Please give back every entry in full, word for word, but none of the pictures.

(Source data)
════════════════════

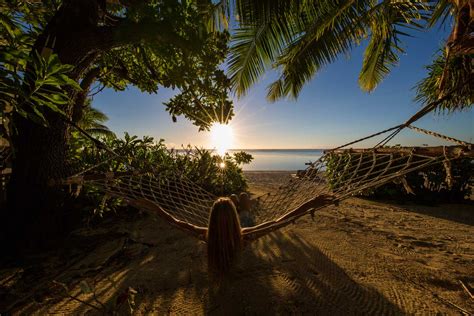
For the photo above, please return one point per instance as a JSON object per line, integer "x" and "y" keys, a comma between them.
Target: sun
{"x": 221, "y": 137}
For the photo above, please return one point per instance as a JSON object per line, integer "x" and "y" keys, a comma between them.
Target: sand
{"x": 362, "y": 257}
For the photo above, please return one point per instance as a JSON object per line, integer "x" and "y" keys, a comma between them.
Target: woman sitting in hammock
{"x": 225, "y": 237}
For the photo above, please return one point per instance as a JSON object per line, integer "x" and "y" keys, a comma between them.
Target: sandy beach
{"x": 362, "y": 257}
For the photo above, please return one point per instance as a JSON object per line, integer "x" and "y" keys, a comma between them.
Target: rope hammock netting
{"x": 339, "y": 173}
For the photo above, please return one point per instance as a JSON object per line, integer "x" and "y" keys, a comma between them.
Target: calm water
{"x": 281, "y": 159}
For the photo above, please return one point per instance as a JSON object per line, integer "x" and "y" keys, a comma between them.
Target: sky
{"x": 330, "y": 111}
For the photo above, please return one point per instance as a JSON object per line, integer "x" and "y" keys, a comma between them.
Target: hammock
{"x": 340, "y": 173}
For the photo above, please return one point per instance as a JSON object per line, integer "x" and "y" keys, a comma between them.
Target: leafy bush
{"x": 216, "y": 174}
{"x": 428, "y": 184}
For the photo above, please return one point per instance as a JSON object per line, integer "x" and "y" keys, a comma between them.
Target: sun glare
{"x": 221, "y": 137}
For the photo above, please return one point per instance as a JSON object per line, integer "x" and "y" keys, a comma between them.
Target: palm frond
{"x": 387, "y": 21}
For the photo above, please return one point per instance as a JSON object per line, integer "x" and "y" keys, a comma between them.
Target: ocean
{"x": 280, "y": 159}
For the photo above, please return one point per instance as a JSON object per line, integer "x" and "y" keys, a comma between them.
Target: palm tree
{"x": 298, "y": 38}
{"x": 92, "y": 121}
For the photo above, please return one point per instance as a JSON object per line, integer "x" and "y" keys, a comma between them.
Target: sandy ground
{"x": 362, "y": 257}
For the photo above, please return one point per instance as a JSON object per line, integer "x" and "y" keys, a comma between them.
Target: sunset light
{"x": 221, "y": 137}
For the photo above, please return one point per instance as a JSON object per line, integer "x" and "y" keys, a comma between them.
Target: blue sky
{"x": 331, "y": 110}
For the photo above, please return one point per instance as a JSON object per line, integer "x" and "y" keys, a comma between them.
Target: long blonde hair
{"x": 224, "y": 237}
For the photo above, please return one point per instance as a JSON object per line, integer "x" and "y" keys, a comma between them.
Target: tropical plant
{"x": 92, "y": 121}
{"x": 51, "y": 48}
{"x": 216, "y": 174}
{"x": 299, "y": 38}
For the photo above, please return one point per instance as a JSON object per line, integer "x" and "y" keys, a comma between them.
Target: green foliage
{"x": 298, "y": 38}
{"x": 451, "y": 79}
{"x": 30, "y": 83}
{"x": 92, "y": 121}
{"x": 216, "y": 174}
{"x": 429, "y": 183}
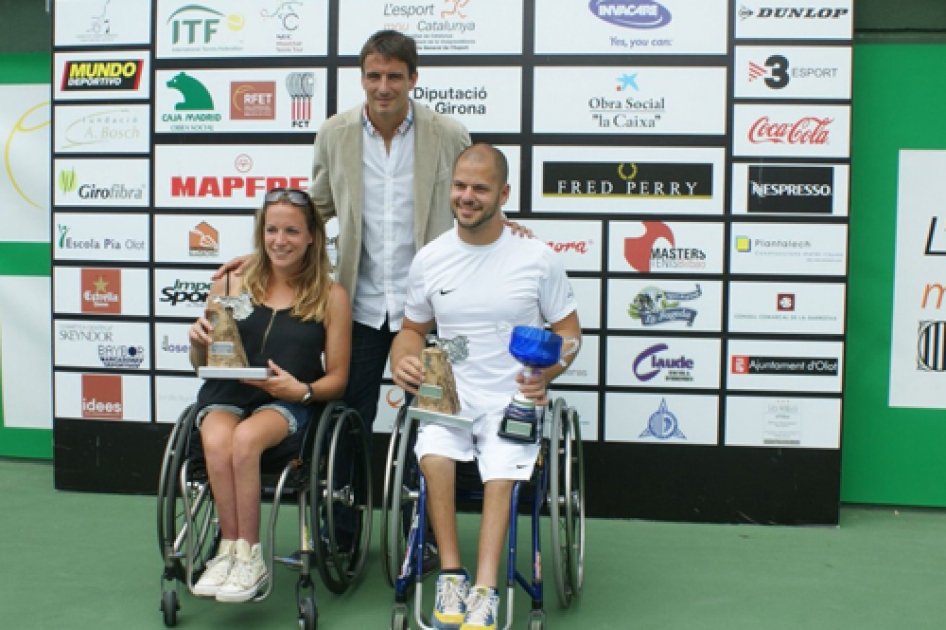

════════════════════

Answer for the task
For the photo above, please return one point per instance as a JSON object per line, integer "x" and "y" keys, a comma between them.
Target: sun
{"x": 221, "y": 137}
For the photo above, please return one point per instance as a JSON object per line, integer "x" and "y" keys, a comma between them.
Target: sand
{"x": 362, "y": 257}
For the photo above, please return one point per instance as a JSON object per line, integer "x" and "y" keys, a comma between them.
Target: woman sitting in hammock
{"x": 225, "y": 237}
For the photo above, please return one point per instance as a JSON object per line, integer "x" and "y" keys, a comma between them.
Target: sandy beach
{"x": 362, "y": 257}
For the photo above, please return one point per instance as a JSON object per line, integer "x" and "y" keys, a comma between them.
Target: rope hammock netting
{"x": 339, "y": 173}
For the photo above, please return one point per instance as a JSON object per line, integer "x" and "y" keys, a comma between them.
Target: calm water
{"x": 281, "y": 159}
For the photo above, please return one point per instance as a JSON object per line, integer "x" and "y" keys, a comma between them.
Target: sky
{"x": 330, "y": 111}
For the photo above, please return one point per instance as a JSON object per line, integer "x" and "y" keys, a comma between them.
Target: hammock
{"x": 340, "y": 173}
For the photo above, please return one point per instance as a JSON object per line, integer "x" and "y" keys, a comma between them.
Target: leafy bush
{"x": 216, "y": 174}
{"x": 428, "y": 184}
For the photo above, please return one point per instance as a JSON object per line, integer "x" and "y" keys, a comma between them.
Target: sun glare
{"x": 221, "y": 137}
For the photo above, please return one point per instance as a JSON object per line, integer "x" and "y" keys, a comma between them.
Target: palm frond
{"x": 387, "y": 21}
For the photo above, please return one point per instance as a JSON object per line, integer "x" and "y" keys, a comma between them.
Target: ocean
{"x": 280, "y": 159}
For the photo above, please return one point per instance as a JSON object per line, integer "x" and "y" keys, a comma between them.
Target: palm tree
{"x": 298, "y": 38}
{"x": 92, "y": 121}
For the photo above, please return one point per instance as a JSON object per line, integer "x" and "y" keys, a comma between them.
Target: sandy ground
{"x": 362, "y": 257}
For the photo above, please return one point per instance as a JSON object per line, integer "x" and "y" keys, a comma between them.
Target: sunset light
{"x": 221, "y": 137}
For the photo above, please return one point per instance as a JSON object per line, integer "x" and "y" keys, a comma between them.
Target: blue sky
{"x": 331, "y": 110}
For the photo above, please return one point per instance as a JSON object per line, integer "x" and "y" keys, a comma between them.
Target: long blonde hair
{"x": 224, "y": 237}
For the photo above, please return one point per instance as a JSON object per line, integer "x" and "y" keys, a comma between them.
Target: tropical plant
{"x": 92, "y": 121}
{"x": 51, "y": 48}
{"x": 216, "y": 174}
{"x": 299, "y": 38}
For the photo above, please return one point per instance as a JSON object per line, integer "x" and "y" keys, a comma between them.
Target: green foliage
{"x": 298, "y": 38}
{"x": 451, "y": 79}
{"x": 30, "y": 83}
{"x": 92, "y": 121}
{"x": 216, "y": 174}
{"x": 429, "y": 183}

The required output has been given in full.